- What is required: Please update the lines below by replacing "A sample of the format" with "An illustration of the format" everywhere it appears, keeping everything else unchanged. Leave the pictures out of your answer.

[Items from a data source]
((
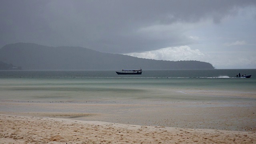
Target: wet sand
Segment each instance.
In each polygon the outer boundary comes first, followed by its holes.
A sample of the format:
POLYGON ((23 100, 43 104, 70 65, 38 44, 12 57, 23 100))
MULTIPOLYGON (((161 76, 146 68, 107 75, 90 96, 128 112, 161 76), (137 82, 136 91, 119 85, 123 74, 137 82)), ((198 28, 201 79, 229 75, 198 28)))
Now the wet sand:
POLYGON ((255 93, 176 92, 174 101, 2 100, 0 143, 256 143, 255 93))
POLYGON ((0 142, 15 144, 255 143, 255 132, 143 126, 0 115, 0 142))

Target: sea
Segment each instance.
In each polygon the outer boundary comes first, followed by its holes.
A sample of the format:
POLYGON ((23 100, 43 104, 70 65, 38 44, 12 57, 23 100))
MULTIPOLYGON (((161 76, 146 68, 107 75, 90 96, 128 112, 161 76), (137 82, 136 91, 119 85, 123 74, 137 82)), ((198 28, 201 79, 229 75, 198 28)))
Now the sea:
MULTIPOLYGON (((115 70, 0 71, 2 101, 200 101, 205 98, 183 95, 189 91, 254 94, 255 88, 256 69, 143 70, 141 75, 118 75, 115 70), (236 78, 239 73, 252 76, 236 78)), ((230 100, 215 98, 212 100, 230 100)))

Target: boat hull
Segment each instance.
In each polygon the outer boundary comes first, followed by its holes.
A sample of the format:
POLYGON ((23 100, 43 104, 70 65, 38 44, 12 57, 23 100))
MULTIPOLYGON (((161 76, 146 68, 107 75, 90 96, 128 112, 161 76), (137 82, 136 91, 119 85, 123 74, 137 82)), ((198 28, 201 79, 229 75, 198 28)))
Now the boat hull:
POLYGON ((141 74, 142 72, 116 72, 117 74, 141 74))
POLYGON ((237 76, 237 77, 236 77, 235 78, 250 78, 251 77, 251 76, 252 76, 251 75, 249 75, 249 76, 237 76))

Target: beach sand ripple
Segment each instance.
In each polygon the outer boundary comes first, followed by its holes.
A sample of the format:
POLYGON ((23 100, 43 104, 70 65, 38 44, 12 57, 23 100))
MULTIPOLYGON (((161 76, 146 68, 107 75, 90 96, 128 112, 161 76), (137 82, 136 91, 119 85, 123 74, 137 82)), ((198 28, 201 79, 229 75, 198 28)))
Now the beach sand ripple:
POLYGON ((2 144, 256 143, 256 133, 0 115, 2 144))

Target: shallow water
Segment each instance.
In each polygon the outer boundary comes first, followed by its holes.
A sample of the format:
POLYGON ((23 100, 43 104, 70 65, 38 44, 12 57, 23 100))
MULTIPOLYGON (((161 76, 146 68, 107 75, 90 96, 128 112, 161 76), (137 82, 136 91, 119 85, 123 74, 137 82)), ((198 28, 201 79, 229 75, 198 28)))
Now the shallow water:
MULTIPOLYGON (((50 102, 153 99, 205 100, 220 96, 185 91, 255 93, 256 70, 146 70, 138 75, 114 71, 0 71, 0 100, 50 102), (239 72, 250 78, 234 78, 239 72)), ((226 99, 226 97, 225 98, 226 99)))

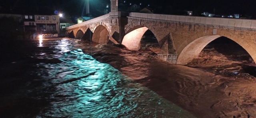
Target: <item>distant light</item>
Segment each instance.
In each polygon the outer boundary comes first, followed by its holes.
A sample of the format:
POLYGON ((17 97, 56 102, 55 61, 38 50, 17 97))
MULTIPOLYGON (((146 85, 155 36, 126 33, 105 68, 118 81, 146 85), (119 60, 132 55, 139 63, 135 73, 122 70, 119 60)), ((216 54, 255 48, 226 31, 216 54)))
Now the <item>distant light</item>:
POLYGON ((82 20, 78 20, 78 23, 82 23, 82 22, 83 22, 83 21, 82 20))
POLYGON ((39 36, 38 36, 38 37, 39 37, 39 40, 43 39, 43 36, 42 35, 39 35, 39 36))

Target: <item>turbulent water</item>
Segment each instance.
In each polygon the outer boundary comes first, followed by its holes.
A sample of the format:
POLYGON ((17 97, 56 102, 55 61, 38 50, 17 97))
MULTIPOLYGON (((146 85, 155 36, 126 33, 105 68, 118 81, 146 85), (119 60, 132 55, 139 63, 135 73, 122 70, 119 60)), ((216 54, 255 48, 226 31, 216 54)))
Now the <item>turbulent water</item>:
MULTIPOLYGON (((104 46, 90 50, 90 44, 77 41, 34 41, 36 47, 2 66, 2 118, 195 118, 90 56, 107 55, 104 46)), ((136 68, 119 69, 144 77, 136 68)))
POLYGON ((214 58, 222 55, 211 47, 202 55, 212 60, 190 68, 157 58, 150 43, 138 51, 67 39, 0 46, 0 117, 255 118, 250 60, 214 58))

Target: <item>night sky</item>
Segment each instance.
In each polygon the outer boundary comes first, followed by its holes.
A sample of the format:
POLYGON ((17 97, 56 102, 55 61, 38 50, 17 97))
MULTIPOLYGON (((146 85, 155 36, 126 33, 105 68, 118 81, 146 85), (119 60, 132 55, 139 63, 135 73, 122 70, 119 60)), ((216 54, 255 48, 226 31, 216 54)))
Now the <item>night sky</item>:
MULTIPOLYGON (((53 15, 54 11, 66 16, 80 16, 84 14, 84 0, 1 0, 0 13, 31 14, 53 15)), ((198 16, 204 12, 218 14, 240 14, 256 16, 255 0, 119 0, 126 1, 127 6, 142 4, 144 8, 148 4, 155 13, 179 14, 184 10, 193 11, 198 16)), ((94 16, 103 15, 109 0, 90 0, 90 13, 94 16)))

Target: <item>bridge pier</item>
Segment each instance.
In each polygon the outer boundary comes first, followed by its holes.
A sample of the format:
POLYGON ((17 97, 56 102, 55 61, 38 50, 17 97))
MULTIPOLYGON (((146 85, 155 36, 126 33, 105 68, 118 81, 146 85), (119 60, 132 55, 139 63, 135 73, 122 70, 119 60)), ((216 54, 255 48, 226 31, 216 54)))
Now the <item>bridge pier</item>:
POLYGON ((178 54, 158 54, 158 56, 161 59, 168 62, 176 64, 178 54))

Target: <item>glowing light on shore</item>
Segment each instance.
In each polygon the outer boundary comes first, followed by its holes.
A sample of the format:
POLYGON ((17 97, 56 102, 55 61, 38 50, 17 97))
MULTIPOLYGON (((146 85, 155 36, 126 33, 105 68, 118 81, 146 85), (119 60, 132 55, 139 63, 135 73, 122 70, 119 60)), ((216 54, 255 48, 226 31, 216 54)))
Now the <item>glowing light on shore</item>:
POLYGON ((43 45, 42 44, 42 42, 43 42, 43 36, 39 35, 38 37, 39 37, 39 46, 42 47, 43 46, 43 45))

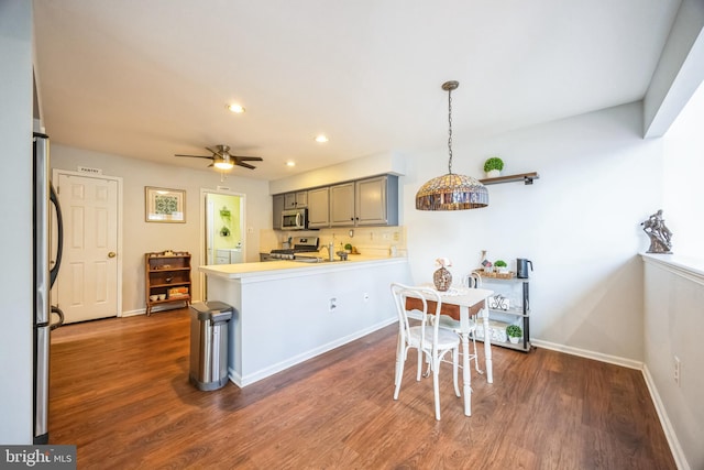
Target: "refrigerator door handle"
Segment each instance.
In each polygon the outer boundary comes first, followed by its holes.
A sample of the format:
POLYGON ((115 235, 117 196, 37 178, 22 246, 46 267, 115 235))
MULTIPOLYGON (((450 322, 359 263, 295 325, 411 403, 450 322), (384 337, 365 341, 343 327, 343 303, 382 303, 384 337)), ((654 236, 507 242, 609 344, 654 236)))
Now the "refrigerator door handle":
POLYGON ((50 330, 55 330, 56 328, 64 325, 64 313, 62 311, 61 308, 52 305, 52 314, 58 315, 58 321, 50 325, 50 330))

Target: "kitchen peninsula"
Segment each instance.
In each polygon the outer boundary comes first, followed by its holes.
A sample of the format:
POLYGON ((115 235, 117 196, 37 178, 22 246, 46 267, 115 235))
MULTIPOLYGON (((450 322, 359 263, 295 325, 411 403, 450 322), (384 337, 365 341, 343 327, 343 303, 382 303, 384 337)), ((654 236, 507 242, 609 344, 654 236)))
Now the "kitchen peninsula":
))
- Result of this task:
Target: wet sand
Segment each instance.
In each polygon the outer boundary comes first, followed by its holes.
An illustration of the format:
POLYGON ((23 100, 43 104, 70 65, 38 44, 12 57, 23 100))
MULTIPOLYGON (((161 76, 146 68, 107 75, 90 96, 128 112, 161 76), (137 82, 136 91, 119 85, 123 74, 137 82)), ((198 28, 201 79, 229 75, 198 28)))
Now the wet sand:
POLYGON ((255 93, 176 92, 174 101, 2 100, 0 143, 256 143, 255 93))
POLYGON ((0 142, 15 144, 255 143, 255 132, 143 126, 0 115, 0 142))

Target: sea
Segment each instance.
In each polygon the outer boundary comes first, followed by its holes.
An illustration of the format:
POLYGON ((23 100, 43 104, 70 65, 38 44, 12 57, 23 100))
MULTIPOLYGON (((161 76, 146 68, 107 75, 90 96, 128 112, 161 76), (137 82, 136 91, 119 85, 123 74, 137 82)), ((198 28, 201 79, 229 75, 198 28)))
Now the sea:
MULTIPOLYGON (((115 70, 0 71, 2 101, 200 101, 205 98, 183 95, 189 91, 254 94, 255 88, 256 69, 143 70, 141 75, 118 75, 115 70), (236 78, 239 73, 252 76, 236 78)), ((230 100, 215 98, 212 100, 230 100)))

Target: boat hull
Segment each instance.
In each polygon the outer boundary comes first, followed by its holes.
An illustration of the format:
POLYGON ((23 100, 43 104, 70 65, 38 44, 12 57, 23 100))
MULTIPOLYGON (((161 76, 146 68, 107 75, 90 96, 128 112, 161 76), (137 82, 136 91, 119 85, 123 74, 137 82)), ((198 28, 201 79, 229 75, 198 28)))
Now the boat hull:
POLYGON ((141 74, 142 72, 116 72, 117 74, 141 74))
POLYGON ((237 76, 237 77, 236 77, 235 78, 250 78, 251 77, 251 76, 252 76, 251 75, 249 75, 249 76, 237 76))

Target: beach sand ripple
Segment each instance.
In each polygon the outer boundary comes first, followed by its holes.
An illustration of the format:
POLYGON ((23 100, 43 104, 70 65, 38 44, 12 57, 23 100))
MULTIPOLYGON (((161 76, 146 68, 107 75, 90 96, 128 112, 161 76), (137 82, 136 91, 119 85, 123 74, 137 82)), ((198 28, 201 79, 229 75, 198 28)))
Now the beach sand ripple:
POLYGON ((2 144, 256 143, 256 133, 0 115, 2 144))

Target: shallow water
Segment each instance.
In each polygon the outer boundary comes first, followed by its holes.
An illustration of the format:
POLYGON ((23 100, 43 104, 70 65, 38 44, 12 57, 23 100))
MULTIPOLYGON (((161 76, 146 68, 107 75, 90 96, 128 112, 161 76), (137 82, 136 91, 119 85, 123 74, 137 82)), ((198 28, 201 79, 229 75, 198 28)))
Now the shallow water:
MULTIPOLYGON (((50 102, 153 99, 205 100, 220 96, 185 91, 255 93, 256 70, 146 70, 138 75, 114 71, 0 71, 0 100, 50 102), (239 72, 250 78, 234 78, 239 72)), ((226 99, 226 97, 225 98, 226 99)))

Target: <item>distant light</item>
Segment each instance.
In each polygon the outer boundary comes first, followed by its holes.
An illustration of the format:
POLYGON ((17 97, 56 102, 55 61, 38 50, 17 97))
MULTIPOLYGON (((146 85, 155 36, 126 33, 105 68, 118 81, 146 85), (119 60, 132 55, 139 63, 135 73, 122 70, 119 60)), ((216 54, 255 48, 226 31, 216 54)))
Now the <item>distant light</item>:
POLYGON ((82 20, 78 20, 78 23, 82 23, 82 22, 83 22, 83 21, 82 20))
POLYGON ((39 36, 38 36, 38 37, 39 37, 39 40, 43 39, 43 36, 42 35, 39 35, 39 36))

Target: <item>turbulent water</item>
Segment each instance.
In each polygon the outer boundary comes first, followed by its holes.
An illustration of the format:
POLYGON ((17 97, 56 102, 55 61, 38 50, 17 97))
MULTIPOLYGON (((146 85, 155 36, 126 33, 105 68, 118 81, 146 85), (119 60, 132 55, 139 63, 135 73, 122 70, 119 60)), ((216 54, 255 48, 226 31, 216 54)))
Now the <item>turbulent water</item>:
MULTIPOLYGON (((104 46, 90 50, 90 44, 77 41, 34 41, 36 47, 2 66, 2 118, 195 118, 90 56, 107 55, 104 46)), ((136 68, 119 69, 144 77, 136 68)))
POLYGON ((214 58, 222 55, 211 47, 202 55, 212 60, 190 68, 157 58, 150 43, 138 51, 67 39, 0 46, 0 117, 255 118, 250 60, 214 58))

Target: <item>night sky</item>
Segment each instance.
In each polygon the outer boundary comes first, followed by its holes.
An illustration of the format:
POLYGON ((17 97, 56 102, 55 61, 38 50, 17 97))
MULTIPOLYGON (((146 85, 155 36, 126 33, 105 68, 118 81, 146 85), (119 60, 132 55, 139 63, 135 73, 122 70, 119 60)), ((216 54, 255 48, 226 31, 216 54)))
Now the <item>night sky</item>:
MULTIPOLYGON (((53 15, 54 11, 66 16, 80 16, 84 14, 84 0, 1 0, 0 13, 31 14, 53 15)), ((198 16, 204 12, 218 14, 240 14, 256 16, 255 0, 119 0, 126 1, 127 6, 142 4, 144 8, 148 4, 155 13, 179 14, 184 10, 193 11, 198 16)), ((94 16, 103 15, 109 0, 90 0, 90 13, 94 16)))

Target: <item>bridge pier</item>
Segment each instance.
In each polygon the outer boundary comes first, followed by its holes.
An illustration of the format:
POLYGON ((17 97, 56 102, 55 61, 38 50, 17 97))
MULTIPOLYGON (((146 85, 155 36, 126 33, 105 68, 118 81, 146 85), (119 60, 132 55, 139 63, 135 73, 122 70, 119 60)), ((216 54, 255 48, 226 31, 216 54)))
Now the <item>bridge pier</item>:
POLYGON ((178 54, 158 54, 158 56, 161 59, 168 62, 176 64, 178 54))

Target: <item>glowing light on shore</item>
Segment each instance.
In each polygon the outer boundary comes first, followed by its holes.
An illustration of the format:
POLYGON ((17 97, 56 102, 55 61, 38 50, 17 97))
MULTIPOLYGON (((146 85, 155 36, 126 33, 105 68, 118 81, 146 85), (119 60, 132 55, 139 63, 135 73, 122 70, 119 60)), ((216 54, 255 48, 226 31, 216 54)))
Now the <item>glowing light on shore</item>:
POLYGON ((43 45, 42 44, 42 42, 43 42, 43 36, 39 35, 38 37, 39 37, 39 46, 42 47, 43 46, 43 45))

Target: "refrigerator door handle"
Segment each instance.
In each polygon the outer boundary comes first, followed by its holes.
An illustration of the format:
POLYGON ((115 235, 117 196, 37 178, 22 246, 46 267, 115 235))
MULTIPOLYGON (((450 322, 359 263, 295 325, 411 403, 450 322), (384 337, 365 341, 343 327, 343 303, 382 303, 384 337)), ((654 236, 507 242, 609 344, 654 236)))
Now the "refrigerator door handle":
POLYGON ((50 330, 55 330, 56 328, 64 325, 64 313, 62 311, 61 308, 52 305, 52 314, 58 315, 58 321, 50 325, 50 330))

Target: "kitchen peninsula"
Segment each instance.
In each polygon the outer boundary comes first, followed by its holes.
An illustration of the format:
POLYGON ((115 235, 117 196, 37 178, 22 246, 46 267, 115 235))
MULTIPOLYGON (((450 322, 359 263, 295 325, 411 403, 450 322), (384 337, 365 341, 343 327, 343 303, 382 303, 384 337)), ((654 236, 507 242, 609 344, 654 236)))
Now the "kitchen peninsula":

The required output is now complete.